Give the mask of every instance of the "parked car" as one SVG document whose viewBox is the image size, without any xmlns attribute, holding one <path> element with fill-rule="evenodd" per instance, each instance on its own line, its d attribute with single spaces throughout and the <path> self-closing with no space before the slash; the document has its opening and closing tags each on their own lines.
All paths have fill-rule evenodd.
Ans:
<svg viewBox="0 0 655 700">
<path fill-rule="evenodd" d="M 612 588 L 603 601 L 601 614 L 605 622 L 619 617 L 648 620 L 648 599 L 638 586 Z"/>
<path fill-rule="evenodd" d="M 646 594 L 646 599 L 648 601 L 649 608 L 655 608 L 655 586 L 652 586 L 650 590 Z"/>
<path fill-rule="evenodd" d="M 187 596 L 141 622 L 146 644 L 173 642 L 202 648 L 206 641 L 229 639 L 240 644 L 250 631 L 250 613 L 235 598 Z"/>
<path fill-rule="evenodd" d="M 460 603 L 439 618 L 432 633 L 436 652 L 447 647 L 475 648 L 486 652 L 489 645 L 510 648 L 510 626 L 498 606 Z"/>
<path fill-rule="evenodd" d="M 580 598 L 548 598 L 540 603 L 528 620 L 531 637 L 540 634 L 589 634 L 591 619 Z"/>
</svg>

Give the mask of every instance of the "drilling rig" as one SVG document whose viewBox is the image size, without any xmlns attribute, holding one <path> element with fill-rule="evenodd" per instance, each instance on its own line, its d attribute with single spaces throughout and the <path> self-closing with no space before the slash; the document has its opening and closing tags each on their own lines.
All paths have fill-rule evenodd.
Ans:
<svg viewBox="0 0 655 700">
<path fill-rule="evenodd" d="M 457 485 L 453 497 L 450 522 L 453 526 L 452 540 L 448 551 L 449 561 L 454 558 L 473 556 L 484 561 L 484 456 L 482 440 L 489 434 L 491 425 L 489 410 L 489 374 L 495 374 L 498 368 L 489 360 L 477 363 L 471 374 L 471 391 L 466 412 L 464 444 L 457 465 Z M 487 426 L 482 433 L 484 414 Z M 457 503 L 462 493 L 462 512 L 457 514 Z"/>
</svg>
· · · · ·
Copy out every line of the material above, character for character.

Give the mask of every instance of the "parked car" as one SVG document whose viewBox is the image size, without any xmlns attribute, holding one <path> element with fill-rule="evenodd" per instance, each instance on its own line, its d attribute with single spaces throughout and the <path> self-closing with no space before the slash; the document has its opening and closing tags each on their own lines.
All paths have fill-rule evenodd.
Ans:
<svg viewBox="0 0 655 700">
<path fill-rule="evenodd" d="M 612 588 L 603 601 L 601 614 L 605 622 L 619 617 L 648 620 L 648 599 L 638 586 Z"/>
<path fill-rule="evenodd" d="M 646 594 L 646 599 L 648 601 L 649 608 L 655 608 L 655 586 L 652 586 L 650 590 Z"/>
<path fill-rule="evenodd" d="M 187 596 L 141 622 L 146 644 L 173 642 L 202 648 L 206 641 L 229 639 L 240 644 L 250 631 L 250 613 L 235 598 Z"/>
<path fill-rule="evenodd" d="M 460 603 L 439 618 L 432 633 L 436 652 L 447 647 L 475 648 L 486 652 L 489 645 L 510 648 L 510 626 L 498 606 Z"/>
<path fill-rule="evenodd" d="M 580 598 L 548 598 L 540 603 L 528 620 L 531 637 L 540 634 L 589 634 L 591 619 Z"/>
</svg>

Give the mask of every instance of the "drilling rig" as one SVG document whose viewBox is the image size, without any xmlns attribute, holding one <path> element with fill-rule="evenodd" per instance, each instance on its own line, its d attribute with single spaces throughout and the <path> self-closing with no space before the slash; the document has its opening and closing tags each on their own lines.
All paths have fill-rule evenodd.
Ans:
<svg viewBox="0 0 655 700">
<path fill-rule="evenodd" d="M 457 485 L 453 497 L 450 522 L 453 526 L 452 540 L 448 551 L 449 561 L 454 558 L 473 556 L 484 561 L 484 456 L 482 440 L 489 434 L 491 425 L 489 410 L 489 374 L 495 374 L 498 368 L 489 360 L 477 363 L 471 374 L 471 391 L 466 412 L 464 444 L 457 465 Z M 487 426 L 482 433 L 484 414 Z M 457 503 L 462 493 L 462 512 L 457 514 Z"/>
</svg>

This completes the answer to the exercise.